WORK INSTRUCTION: Your answer must be an exact copy of the entries below, with no pictures in it.

SOURCE MATERIAL:
Content starts
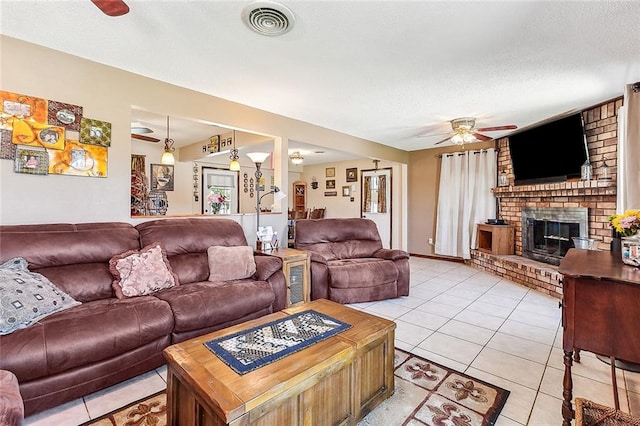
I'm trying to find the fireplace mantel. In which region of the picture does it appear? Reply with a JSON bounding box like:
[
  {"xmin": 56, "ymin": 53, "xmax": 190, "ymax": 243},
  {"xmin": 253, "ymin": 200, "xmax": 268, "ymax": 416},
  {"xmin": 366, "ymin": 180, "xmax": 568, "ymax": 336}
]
[{"xmin": 492, "ymin": 180, "xmax": 616, "ymax": 199}]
Content ends
WRITTEN ANSWER:
I'm trying to find the fireplace mantel. In which region of the picture does it appear? Reply with a JSON bounding box like:
[
  {"xmin": 56, "ymin": 53, "xmax": 190, "ymax": 243},
  {"xmin": 253, "ymin": 200, "xmax": 268, "ymax": 416},
  {"xmin": 366, "ymin": 180, "xmax": 568, "ymax": 336}
]
[{"xmin": 492, "ymin": 180, "xmax": 616, "ymax": 199}]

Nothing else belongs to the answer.